Exercise goal:
Each line from the one containing "Could you please spot the running" through the last line of the records below is to be repeated as written, with nothing added.

Extracted material:
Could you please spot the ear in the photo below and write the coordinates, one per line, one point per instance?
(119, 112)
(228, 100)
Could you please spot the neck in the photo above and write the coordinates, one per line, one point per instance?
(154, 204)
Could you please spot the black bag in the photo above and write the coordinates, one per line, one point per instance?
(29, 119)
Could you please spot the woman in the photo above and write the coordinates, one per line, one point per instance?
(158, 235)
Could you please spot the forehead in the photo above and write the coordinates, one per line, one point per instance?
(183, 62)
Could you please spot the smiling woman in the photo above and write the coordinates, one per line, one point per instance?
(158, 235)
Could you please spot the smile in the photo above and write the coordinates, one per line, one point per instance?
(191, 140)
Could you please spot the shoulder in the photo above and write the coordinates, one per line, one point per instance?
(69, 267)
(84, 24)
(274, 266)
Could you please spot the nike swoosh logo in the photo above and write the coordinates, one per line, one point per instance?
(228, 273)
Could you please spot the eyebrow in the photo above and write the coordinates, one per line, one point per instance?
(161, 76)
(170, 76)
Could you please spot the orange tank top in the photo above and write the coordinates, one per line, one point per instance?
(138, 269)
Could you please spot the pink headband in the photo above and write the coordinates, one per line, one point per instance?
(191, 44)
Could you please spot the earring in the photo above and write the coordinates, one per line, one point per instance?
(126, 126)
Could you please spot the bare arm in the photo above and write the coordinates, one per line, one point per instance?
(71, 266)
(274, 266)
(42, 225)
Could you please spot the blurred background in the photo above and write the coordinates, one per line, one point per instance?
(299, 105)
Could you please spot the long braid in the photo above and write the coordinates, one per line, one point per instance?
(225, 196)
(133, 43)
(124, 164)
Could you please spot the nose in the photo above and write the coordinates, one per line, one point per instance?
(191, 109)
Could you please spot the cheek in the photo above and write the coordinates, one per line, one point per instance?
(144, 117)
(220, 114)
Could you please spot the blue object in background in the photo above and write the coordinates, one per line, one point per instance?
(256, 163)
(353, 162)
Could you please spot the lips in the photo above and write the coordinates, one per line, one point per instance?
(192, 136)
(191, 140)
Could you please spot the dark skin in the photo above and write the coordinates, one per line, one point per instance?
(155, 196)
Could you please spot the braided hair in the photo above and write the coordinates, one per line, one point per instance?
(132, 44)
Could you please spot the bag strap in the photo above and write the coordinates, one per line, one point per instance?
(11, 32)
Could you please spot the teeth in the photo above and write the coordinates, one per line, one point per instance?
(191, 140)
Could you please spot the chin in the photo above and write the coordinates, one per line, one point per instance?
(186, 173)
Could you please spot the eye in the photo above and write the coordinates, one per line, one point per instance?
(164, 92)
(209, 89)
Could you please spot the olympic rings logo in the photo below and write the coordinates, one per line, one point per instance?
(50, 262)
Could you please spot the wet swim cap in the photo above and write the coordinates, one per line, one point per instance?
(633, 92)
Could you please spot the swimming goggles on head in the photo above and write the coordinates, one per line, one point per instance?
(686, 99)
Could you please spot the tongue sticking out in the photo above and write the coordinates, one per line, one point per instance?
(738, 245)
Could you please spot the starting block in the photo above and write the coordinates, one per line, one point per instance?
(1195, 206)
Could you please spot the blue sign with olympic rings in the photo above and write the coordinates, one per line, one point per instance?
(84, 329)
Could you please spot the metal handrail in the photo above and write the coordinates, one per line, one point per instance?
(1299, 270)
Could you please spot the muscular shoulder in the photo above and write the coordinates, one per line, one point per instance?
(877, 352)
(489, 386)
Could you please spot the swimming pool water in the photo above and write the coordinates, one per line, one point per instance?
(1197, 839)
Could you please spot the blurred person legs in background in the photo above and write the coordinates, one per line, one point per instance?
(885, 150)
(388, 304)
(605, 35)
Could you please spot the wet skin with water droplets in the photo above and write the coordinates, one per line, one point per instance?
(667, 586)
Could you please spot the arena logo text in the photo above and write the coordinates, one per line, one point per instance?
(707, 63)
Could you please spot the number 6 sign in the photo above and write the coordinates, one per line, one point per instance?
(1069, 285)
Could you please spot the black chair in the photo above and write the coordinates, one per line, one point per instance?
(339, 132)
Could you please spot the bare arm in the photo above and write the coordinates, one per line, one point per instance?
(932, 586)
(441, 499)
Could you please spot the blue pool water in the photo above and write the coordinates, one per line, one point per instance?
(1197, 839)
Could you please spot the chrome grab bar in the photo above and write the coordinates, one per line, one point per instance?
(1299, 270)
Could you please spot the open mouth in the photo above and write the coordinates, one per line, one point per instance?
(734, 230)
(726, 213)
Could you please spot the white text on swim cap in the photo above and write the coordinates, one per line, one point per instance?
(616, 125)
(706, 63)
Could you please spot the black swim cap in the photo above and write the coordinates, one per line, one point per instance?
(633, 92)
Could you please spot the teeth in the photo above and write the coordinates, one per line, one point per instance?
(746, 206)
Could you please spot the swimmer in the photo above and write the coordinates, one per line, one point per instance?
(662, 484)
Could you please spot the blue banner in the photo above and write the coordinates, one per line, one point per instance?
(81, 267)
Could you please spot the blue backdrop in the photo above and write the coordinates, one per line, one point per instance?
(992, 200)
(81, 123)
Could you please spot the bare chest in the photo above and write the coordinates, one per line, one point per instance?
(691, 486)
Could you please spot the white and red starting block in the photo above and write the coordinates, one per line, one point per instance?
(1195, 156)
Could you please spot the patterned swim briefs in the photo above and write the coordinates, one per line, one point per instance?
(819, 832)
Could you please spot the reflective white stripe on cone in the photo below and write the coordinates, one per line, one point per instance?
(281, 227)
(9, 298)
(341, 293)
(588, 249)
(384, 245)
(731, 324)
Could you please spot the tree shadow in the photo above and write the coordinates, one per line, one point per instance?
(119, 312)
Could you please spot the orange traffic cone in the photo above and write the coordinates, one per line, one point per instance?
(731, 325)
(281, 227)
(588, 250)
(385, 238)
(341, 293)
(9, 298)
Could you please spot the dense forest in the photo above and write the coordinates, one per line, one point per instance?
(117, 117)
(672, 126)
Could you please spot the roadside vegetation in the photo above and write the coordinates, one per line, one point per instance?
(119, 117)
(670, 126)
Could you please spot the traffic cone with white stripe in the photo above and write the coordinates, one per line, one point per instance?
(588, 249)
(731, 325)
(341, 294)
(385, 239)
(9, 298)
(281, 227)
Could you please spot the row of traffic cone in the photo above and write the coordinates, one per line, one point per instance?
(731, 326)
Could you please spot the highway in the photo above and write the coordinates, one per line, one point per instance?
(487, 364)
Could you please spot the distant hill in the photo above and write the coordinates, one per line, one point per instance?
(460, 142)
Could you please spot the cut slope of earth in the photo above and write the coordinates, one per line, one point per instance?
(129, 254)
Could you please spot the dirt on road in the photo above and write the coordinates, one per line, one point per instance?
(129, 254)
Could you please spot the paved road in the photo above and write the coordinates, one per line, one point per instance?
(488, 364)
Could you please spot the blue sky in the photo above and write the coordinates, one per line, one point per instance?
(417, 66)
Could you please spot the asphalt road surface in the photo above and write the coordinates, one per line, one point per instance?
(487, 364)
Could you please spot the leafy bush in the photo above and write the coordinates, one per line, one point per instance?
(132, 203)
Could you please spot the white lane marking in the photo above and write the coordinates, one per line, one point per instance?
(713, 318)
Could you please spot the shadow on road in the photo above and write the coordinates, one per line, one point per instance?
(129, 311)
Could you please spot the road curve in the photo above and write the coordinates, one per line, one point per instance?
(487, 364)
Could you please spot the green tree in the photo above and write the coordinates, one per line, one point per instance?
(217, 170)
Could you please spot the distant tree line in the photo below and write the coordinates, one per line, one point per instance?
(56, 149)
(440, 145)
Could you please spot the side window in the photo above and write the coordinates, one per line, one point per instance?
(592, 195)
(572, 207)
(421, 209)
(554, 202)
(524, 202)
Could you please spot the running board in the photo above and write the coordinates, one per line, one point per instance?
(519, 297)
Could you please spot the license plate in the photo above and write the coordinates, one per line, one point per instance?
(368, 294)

Task result:
Could you please spot the running board in the photo above and write the coordinates, one per line, one point per instance?
(519, 297)
Could you please spot the license plate in the photo above and write the coordinates, one per line, one point per instance?
(368, 294)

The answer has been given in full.